(Source data)
::::::

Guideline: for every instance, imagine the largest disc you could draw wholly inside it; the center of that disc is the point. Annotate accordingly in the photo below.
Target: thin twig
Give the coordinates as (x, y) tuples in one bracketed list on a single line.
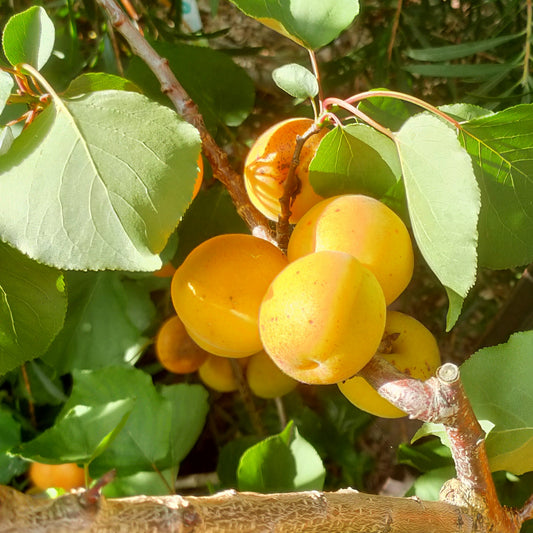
[(186, 108)]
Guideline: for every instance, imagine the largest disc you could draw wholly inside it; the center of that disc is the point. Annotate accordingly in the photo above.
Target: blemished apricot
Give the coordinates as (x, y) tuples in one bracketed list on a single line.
[(267, 166), (265, 379), (218, 374), (66, 476), (175, 349), (322, 317), (414, 352), (364, 227), (218, 289)]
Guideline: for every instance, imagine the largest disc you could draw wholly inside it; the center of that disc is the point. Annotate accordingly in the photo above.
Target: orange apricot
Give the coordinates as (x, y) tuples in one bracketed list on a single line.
[(66, 476), (218, 289), (322, 317), (175, 349), (265, 378), (414, 351), (267, 166), (364, 227)]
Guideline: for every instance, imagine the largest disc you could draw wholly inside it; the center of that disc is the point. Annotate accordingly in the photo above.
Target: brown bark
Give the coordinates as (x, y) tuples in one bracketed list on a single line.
[(345, 511), (187, 109)]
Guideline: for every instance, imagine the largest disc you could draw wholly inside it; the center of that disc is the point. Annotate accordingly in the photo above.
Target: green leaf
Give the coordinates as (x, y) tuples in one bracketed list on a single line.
[(457, 51), (32, 307), (98, 81), (354, 159), (464, 112), (212, 213), (296, 81), (222, 90), (189, 406), (445, 70), (497, 381), (281, 463), (145, 439), (501, 147), (6, 85), (29, 38), (443, 199), (99, 330), (310, 23), (80, 435), (10, 466), (98, 182)]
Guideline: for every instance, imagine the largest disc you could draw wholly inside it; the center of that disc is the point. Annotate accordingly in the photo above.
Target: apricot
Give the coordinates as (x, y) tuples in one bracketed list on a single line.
[(217, 373), (364, 227), (267, 166), (265, 379), (322, 317), (414, 351), (218, 289), (175, 349), (65, 476)]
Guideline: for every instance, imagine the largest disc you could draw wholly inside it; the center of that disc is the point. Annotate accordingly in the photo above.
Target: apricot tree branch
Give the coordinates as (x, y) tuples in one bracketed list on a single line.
[(442, 399), (291, 187), (189, 111)]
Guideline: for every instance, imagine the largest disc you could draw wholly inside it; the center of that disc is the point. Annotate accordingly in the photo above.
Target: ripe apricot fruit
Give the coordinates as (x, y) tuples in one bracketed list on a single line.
[(66, 476), (322, 317), (218, 374), (265, 379), (267, 166), (361, 226), (413, 351), (175, 349), (218, 289)]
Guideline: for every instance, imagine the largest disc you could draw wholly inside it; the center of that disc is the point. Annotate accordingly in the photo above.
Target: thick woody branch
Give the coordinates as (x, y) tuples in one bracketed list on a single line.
[(189, 111), (442, 399), (344, 511)]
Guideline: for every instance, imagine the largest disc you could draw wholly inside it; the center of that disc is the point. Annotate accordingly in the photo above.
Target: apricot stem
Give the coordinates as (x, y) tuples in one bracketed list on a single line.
[(291, 188)]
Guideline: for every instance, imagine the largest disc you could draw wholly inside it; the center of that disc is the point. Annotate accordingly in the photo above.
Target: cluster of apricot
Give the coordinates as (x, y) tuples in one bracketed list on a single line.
[(317, 314)]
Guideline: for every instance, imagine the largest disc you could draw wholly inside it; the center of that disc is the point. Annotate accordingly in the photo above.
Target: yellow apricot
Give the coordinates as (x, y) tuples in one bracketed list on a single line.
[(322, 317), (364, 227), (175, 349), (217, 373), (265, 379), (218, 289), (267, 166), (414, 351)]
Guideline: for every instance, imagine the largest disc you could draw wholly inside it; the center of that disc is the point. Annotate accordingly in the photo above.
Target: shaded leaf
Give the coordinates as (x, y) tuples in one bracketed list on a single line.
[(98, 182), (354, 159), (497, 381), (311, 23), (443, 200), (457, 51), (78, 436), (145, 438), (6, 85), (99, 330), (32, 307), (296, 81), (281, 463), (29, 37), (501, 148)]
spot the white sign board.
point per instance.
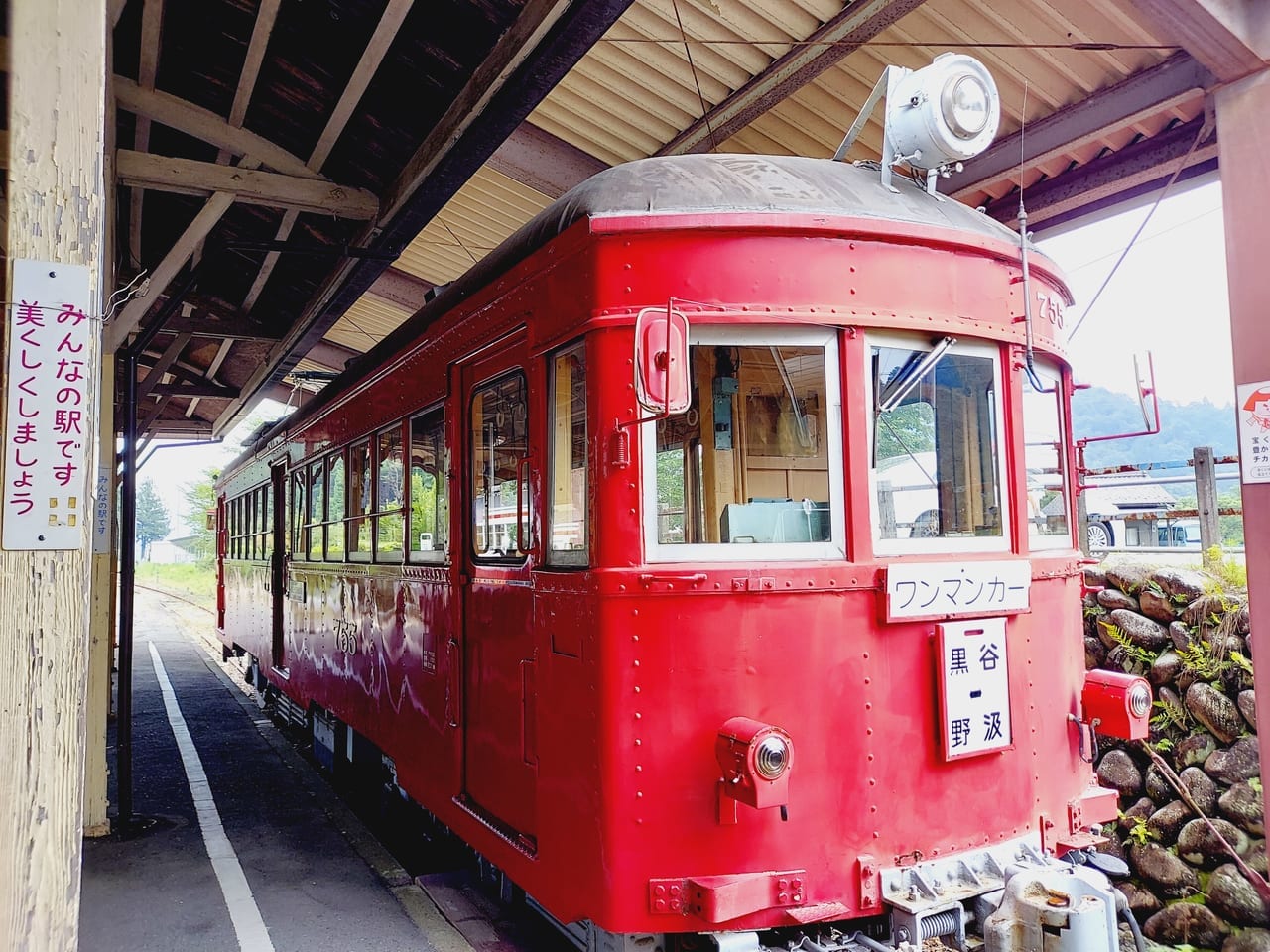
(974, 687)
(1252, 407)
(51, 388)
(939, 589)
(102, 512)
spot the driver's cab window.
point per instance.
(753, 468)
(937, 465)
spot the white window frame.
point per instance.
(1038, 542)
(835, 548)
(940, 544)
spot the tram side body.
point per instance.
(635, 667)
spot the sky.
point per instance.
(1169, 298)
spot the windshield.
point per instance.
(935, 468)
(754, 465)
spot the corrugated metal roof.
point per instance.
(666, 62)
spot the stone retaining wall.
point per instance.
(1189, 638)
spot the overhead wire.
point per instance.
(1205, 130)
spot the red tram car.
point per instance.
(703, 560)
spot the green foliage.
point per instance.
(1133, 652)
(1100, 412)
(1139, 833)
(200, 499)
(153, 522)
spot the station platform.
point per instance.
(263, 856)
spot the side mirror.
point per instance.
(662, 381)
(1147, 400)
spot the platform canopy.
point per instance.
(294, 177)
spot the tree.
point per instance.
(151, 517)
(200, 500)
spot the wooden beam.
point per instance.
(1229, 37)
(1148, 93)
(207, 126)
(209, 389)
(402, 289)
(56, 89)
(151, 37)
(160, 367)
(377, 48)
(189, 177)
(826, 46)
(536, 18)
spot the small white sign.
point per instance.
(102, 512)
(1252, 405)
(51, 390)
(974, 687)
(938, 589)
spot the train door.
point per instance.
(278, 543)
(499, 746)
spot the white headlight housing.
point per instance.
(943, 113)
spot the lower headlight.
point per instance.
(1139, 699)
(772, 757)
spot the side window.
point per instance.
(317, 511)
(389, 497)
(299, 509)
(430, 489)
(359, 500)
(335, 498)
(1046, 462)
(568, 484)
(500, 444)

::::::

## [What is needed]
Return the records above verbatim, images excluded.

## [Your response]
Guideline: for every instance, imagine the largest disc you could draw wholly inside it; the center of that disc is the point. Annotate accordingly in the photo below.
Target: thin twig
Give the coordinates as (x, y) tuples in one bracketed list on a single line.
[(186, 108)]
Guideline: for every instance, imagine the largest disc you could draw wholly inside it; the center of that disc is the point. Annotate accordingly in the photo above.
Target: blemished apricot
Give the coordinates as (x, y) tuples in one bracketed list on a single line.
[(267, 166), (265, 379), (218, 374), (66, 476), (175, 349), (322, 317), (414, 352), (364, 227), (218, 289)]
Guideline: for every instance, imagine the largest disc you could draw wholly inside it; the center of that disc is the point. Annotate accordingly in the photo above.
Target: orange apricot
Give the coordinates as (x, y) tuples in one bracketed list on a single line.
[(66, 476), (218, 289), (322, 317), (175, 349), (265, 378), (414, 351), (267, 166), (364, 227)]
Guideline: for every instance, imagine the largest disc you could draw wholly inside it; the center of that disc is the point. Annotate accordingly in the photo above.
Target: brown bark
Give the coordinates as (x, y) tuples in one bracketed list on a single line.
[(345, 511), (187, 109)]
Guideline: for every instance, imagine the largest disc you could draw wholly inside it; the center of that disc is the point. Annotate accordingly in the photo above.
Target: green leaf
Give the coordinates as (x, y) tuples in one bracketed list on a single line.
[(457, 51), (32, 307), (98, 81), (354, 159), (464, 112), (212, 213), (296, 81), (222, 90), (189, 406), (445, 70), (497, 381), (281, 463), (145, 439), (501, 147), (6, 85), (29, 38), (443, 199), (99, 330), (310, 23), (80, 435), (10, 466), (98, 182)]
Guideline: for every instance, imagine the largest disc you could draw wholly inside it; the center of that disc is the point. Annotate accordingly in the photo above.
Target: apricot
Give the coordinates as (x, y) tuples in one bracketed list on a single line.
[(217, 373), (364, 227), (267, 166), (265, 379), (322, 317), (414, 351), (218, 289), (175, 349), (65, 476)]
Guideline: for every instance, imagine the largest disc you could draw wholly inside it; the center of that disc is the point. Annotate accordingly in the photo above.
Target: apricot tree branch
Give the coordinates as (x, y) tuples in one bracketed list on a single line.
[(442, 399), (291, 187), (189, 111)]
Guideline: for every instance, imagine the largest disc you could draw wholly inside it; the center of that disc is the point. Annotate accordingly in the photo above.
Target: ripe apricot fruit
Give the coordinates as (x, y) tuples in one bracketed list on a single line.
[(66, 476), (322, 317), (218, 374), (265, 379), (267, 166), (361, 226), (413, 351), (175, 349), (218, 289)]
Guideline: for every instance, imagine the largest disc you could draw wholly inside it; the center of that disc is the point. Annotate accordingly in the photo above.
Target: thick woody branch
Give the coordinates as (x, y) tuples in one bracketed list on a single line.
[(189, 111), (442, 399), (344, 511)]
Guideline: for every instance, imagine the largest disc you could draw wholly inside it; the center of that disc is the point. Annotate accordingly in the photo above.
Target: apricot stem
Give the coordinates as (x, y) tuples in one bracketed list on a single line.
[(291, 188)]
Guideline: for every instance, imagine the largest disc you could draw wholly inside it; the center of that disc is the point. Annotate accordingly in the photo above.
Target: cluster of apricot
Give the coordinates as (x, y) tuples in one bracketed list on a single line.
[(317, 314)]
Guideline: for every instance, imagine the largest disc you could draw wholly inside it; the center of that disc is the point. Annotate accordingly in the photo above.
Target: yellow apricot
Give the coordinates as (x, y) tuples in one bracketed list on a single line.
[(322, 317), (364, 227), (175, 349), (217, 373), (265, 379), (218, 289), (267, 166), (414, 351)]
Guideline: for every instance, imagine the largest disc you could draw wholly inside it; the center of that disc is the point. Annotate accordingly in the photo above.
Target: shaded leaf
Give the coordinates as (x, y) tuples in one bracketed list on a single line.
[(98, 182), (354, 159), (497, 381), (311, 23), (443, 200), (457, 51), (78, 436), (145, 438), (6, 85), (99, 330), (32, 307), (296, 81), (281, 463), (29, 37), (501, 148)]
spot the white sign board.
point per instance.
(974, 687)
(1252, 407)
(51, 388)
(939, 589)
(102, 512)
spot the driver's cab window.
point per instance.
(753, 468)
(937, 465)
spot the white window frame.
point per instance.
(1038, 542)
(835, 548)
(940, 544)
spot the tram side body.
point per instance.
(635, 667)
spot the sky.
point per instance.
(1169, 298)
spot the windshield.
point per instance.
(935, 468)
(754, 465)
spot the corrugated metal roof.
point per instance.
(666, 62)
spot the stone retaining wall.
point per instance.
(1189, 638)
spot the overhead wire.
point per instance.
(1205, 130)
spot the red tram car.
point per instance.
(703, 560)
spot the green foliage.
point per instance.
(1133, 652)
(1100, 412)
(1139, 833)
(200, 499)
(153, 522)
spot the station platform.
point per instance.
(263, 856)
spot the side mirror.
point per instance.
(662, 381)
(1147, 400)
spot the platform canopy.
point per instance.
(294, 177)
spot the tree.
point per instance.
(151, 517)
(200, 500)
spot the wooden beam.
point per instance.
(1229, 37)
(1148, 93)
(207, 126)
(209, 389)
(402, 289)
(56, 89)
(151, 37)
(160, 367)
(377, 48)
(189, 177)
(826, 46)
(536, 18)
spot the small white sign.
point per instance.
(102, 512)
(1252, 405)
(51, 390)
(974, 687)
(938, 589)
spot the train door.
point per instance.
(278, 543)
(499, 746)
spot the white headlight housing.
point per instance.
(943, 113)
spot the lower headlight.
point per instance.
(1139, 699)
(772, 757)
spot the side window.
point per instance.
(317, 511)
(389, 497)
(299, 509)
(430, 489)
(359, 500)
(335, 498)
(1046, 462)
(568, 484)
(500, 444)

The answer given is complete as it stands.